***** ENTRIES SHOWN *****

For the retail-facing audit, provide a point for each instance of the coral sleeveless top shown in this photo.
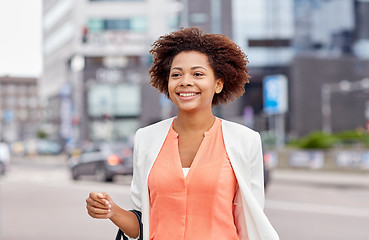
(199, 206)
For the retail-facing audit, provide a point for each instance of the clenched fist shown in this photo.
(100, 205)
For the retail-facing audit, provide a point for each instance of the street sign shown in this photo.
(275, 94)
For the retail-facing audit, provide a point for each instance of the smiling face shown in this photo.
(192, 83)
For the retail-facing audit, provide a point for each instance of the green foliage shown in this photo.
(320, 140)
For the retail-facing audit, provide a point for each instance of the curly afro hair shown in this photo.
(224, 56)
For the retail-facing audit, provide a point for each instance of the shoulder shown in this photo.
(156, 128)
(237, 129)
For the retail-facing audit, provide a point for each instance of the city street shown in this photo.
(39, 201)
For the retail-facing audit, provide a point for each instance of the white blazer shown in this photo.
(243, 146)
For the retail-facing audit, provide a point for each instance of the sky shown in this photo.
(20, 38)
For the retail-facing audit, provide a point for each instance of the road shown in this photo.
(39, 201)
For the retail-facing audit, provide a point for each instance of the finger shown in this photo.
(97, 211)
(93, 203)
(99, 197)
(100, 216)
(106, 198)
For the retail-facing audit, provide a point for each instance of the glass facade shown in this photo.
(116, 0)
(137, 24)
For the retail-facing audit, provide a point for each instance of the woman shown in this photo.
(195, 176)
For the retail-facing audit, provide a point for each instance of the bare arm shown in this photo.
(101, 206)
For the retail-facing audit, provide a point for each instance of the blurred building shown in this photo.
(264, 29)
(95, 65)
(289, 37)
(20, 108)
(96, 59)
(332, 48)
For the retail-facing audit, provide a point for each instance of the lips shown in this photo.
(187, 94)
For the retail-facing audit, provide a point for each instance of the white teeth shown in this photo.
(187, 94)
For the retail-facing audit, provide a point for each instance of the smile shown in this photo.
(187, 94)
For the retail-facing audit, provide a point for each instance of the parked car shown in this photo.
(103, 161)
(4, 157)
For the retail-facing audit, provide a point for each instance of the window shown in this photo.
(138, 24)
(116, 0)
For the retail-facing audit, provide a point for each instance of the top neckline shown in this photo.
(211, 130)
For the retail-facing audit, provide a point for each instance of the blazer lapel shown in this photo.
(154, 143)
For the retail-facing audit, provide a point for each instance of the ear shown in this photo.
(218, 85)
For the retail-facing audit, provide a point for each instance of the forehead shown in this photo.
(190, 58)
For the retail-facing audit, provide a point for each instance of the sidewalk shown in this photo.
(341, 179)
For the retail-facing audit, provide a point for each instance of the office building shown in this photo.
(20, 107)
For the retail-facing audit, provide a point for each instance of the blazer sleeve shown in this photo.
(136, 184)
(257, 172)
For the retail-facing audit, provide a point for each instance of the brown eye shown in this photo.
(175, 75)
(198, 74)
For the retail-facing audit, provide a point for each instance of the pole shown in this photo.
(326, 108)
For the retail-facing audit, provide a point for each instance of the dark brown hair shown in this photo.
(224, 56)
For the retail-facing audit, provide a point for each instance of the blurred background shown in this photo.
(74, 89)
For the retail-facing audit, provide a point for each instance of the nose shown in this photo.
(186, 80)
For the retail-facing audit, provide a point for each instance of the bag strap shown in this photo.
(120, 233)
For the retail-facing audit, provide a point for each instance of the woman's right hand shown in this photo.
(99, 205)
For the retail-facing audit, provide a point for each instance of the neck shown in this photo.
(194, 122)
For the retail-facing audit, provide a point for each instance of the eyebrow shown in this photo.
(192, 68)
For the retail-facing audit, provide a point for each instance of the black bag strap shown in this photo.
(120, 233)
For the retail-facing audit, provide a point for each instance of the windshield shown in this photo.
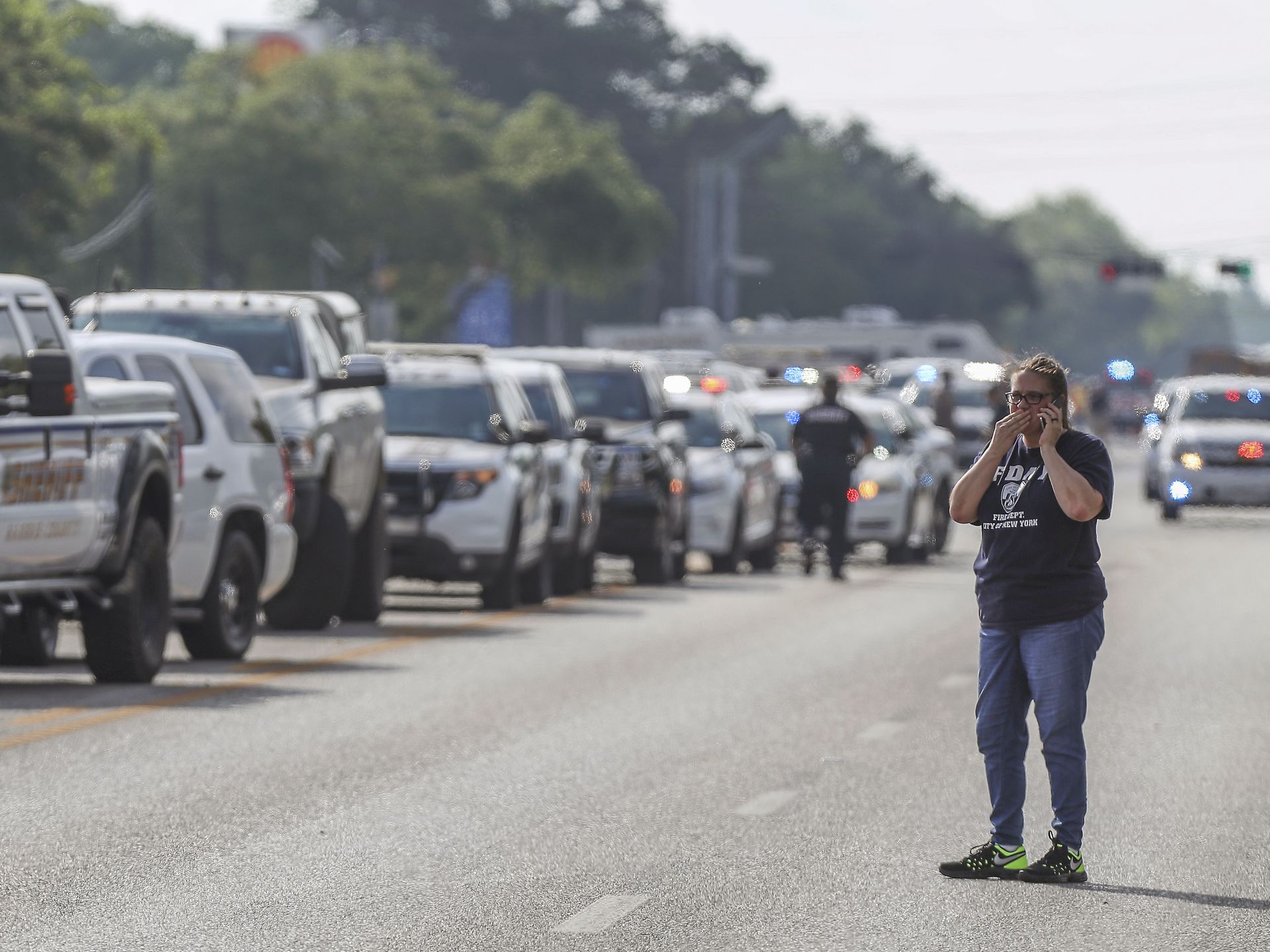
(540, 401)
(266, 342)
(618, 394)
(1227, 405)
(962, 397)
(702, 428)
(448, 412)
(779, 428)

*****

Once the pictures are dropped, repeat the data above exactly.

For the retail-facing audit, provide a point for each instance of the coral sleeveless top shown in this photo.
(199, 206)
For the retail-facing audit, provide a point for each instance of the clenched fist shown in this photo.
(100, 205)
For the retail-facing audit, provide a point for each instance of the street sign shown in this photo.
(275, 94)
For the retail-facing audit, provide a point for each instance of the smiling face shown in this photo.
(192, 83)
For the retail-facing audit, provide a point for each instance of the green foliage shown in this photo.
(320, 140)
For the retail-facing audit, provide a point for each instance of the curly afro hair shown in this photo.
(224, 56)
For the retail-facing audit, provide a point for each instance of the shoulder shown in this photo.
(156, 128)
(237, 129)
For the retail-facing audit, provide a point for each instance of the city street shown in this photo.
(39, 201)
For the retail-facing audit, provide a point for each instance of the white blazer shown in this photo.
(243, 146)
For the retail-facing audit, provide a point for each instance of the sky shown in this photo.
(20, 38)
For the retail-facing audit, provide a point for each instance of the road shown in this photo.
(39, 201)
For the retail-facing audit, provide a point for each instance of the finger shown in this photo.
(97, 211)
(93, 203)
(99, 197)
(100, 216)
(106, 198)
For the retail-facing audit, provide a point for each instance of the glass facade shown in this photo.
(116, 0)
(137, 24)
For the retail-facing audit, provide a point for each instance of the woman shown in this photo.
(195, 176)
For the retail-facing audit, provide a point for each instance of the bare arm shown in this photo.
(101, 206)
For the retail-facing audit, provide a point for each instance of the blurred building shown in this photo.
(264, 29)
(95, 65)
(289, 37)
(20, 108)
(96, 59)
(332, 48)
For the retail-facing audit, provide a point for each instance of the lips shown in this photo.
(187, 94)
For the retail-facing audit, provide a point for each instance of the white teeth shown in this photo.
(187, 94)
For the retail-facing audit, provide a point for each instance of the smile shown in this photo.
(187, 94)
For the retail-facing audit, provide a point for each instance of the parked car shown in this photo.
(103, 161)
(4, 157)
For the retail-facing audit, provide a point for each instance of the window shown in this photo.
(138, 24)
(116, 0)
For the retail-facing audit, provide a point for each instance of the top neckline shown in this photo.
(211, 130)
For the retail-facing audit, provide a point for each instance of the blazer lapel shown in this photo.
(154, 143)
For the retail-facing audit, provide a point for each instance of the ear shown in this photo.
(218, 85)
For the retail-facing audit, provide a point for each instance of the forehead shown in this photo.
(190, 58)
For the retail-facing audit, provide a point for each instance of the sidewalk shown in this photo.
(341, 179)
For the retail-facing audit, provide a point for each instance of the office building shown in this photo.
(20, 107)
For the retail-facing audit, provide a point for each instance of the blazer sleeve shown in this photo.
(136, 184)
(257, 172)
For the retail-facing audit, provide a point for each instance of the brown eye shown in this photo.
(175, 75)
(198, 74)
For the retail-facing audit, provide a point for each instance of the pole shown in this photo.
(326, 108)
For the retail-facing audit, provide a point for each instance of the dark brown hair shown in this photo.
(224, 56)
For the retail-facing audit, provide a point for each instance of the blurred background shown in this photo.
(74, 89)
For the retail-facing audit, provide a point for each instance of the nose shown in this photo.
(186, 80)
For the retail-facing audit, provide a point for each instance of the bag strap shown in this photo.
(120, 233)
For the retail-facing audit, provide a point for each instance of the woman's right hand shown in this photo.
(99, 205)
For the retail-facing audit, provide a point for each instance of the neck shown in this photo.
(194, 122)
For the retail-facing audit, provide a point for each instance of the eyebrow shown in this photo.
(192, 68)
For the retail-facing audit, provide a point for each instance of the black bag strap shown in this photo.
(120, 233)
For the retail-facing audit, provide a point for each instance of the windshield shown in this photo.
(540, 401)
(266, 342)
(618, 394)
(1227, 405)
(962, 397)
(702, 428)
(448, 412)
(779, 428)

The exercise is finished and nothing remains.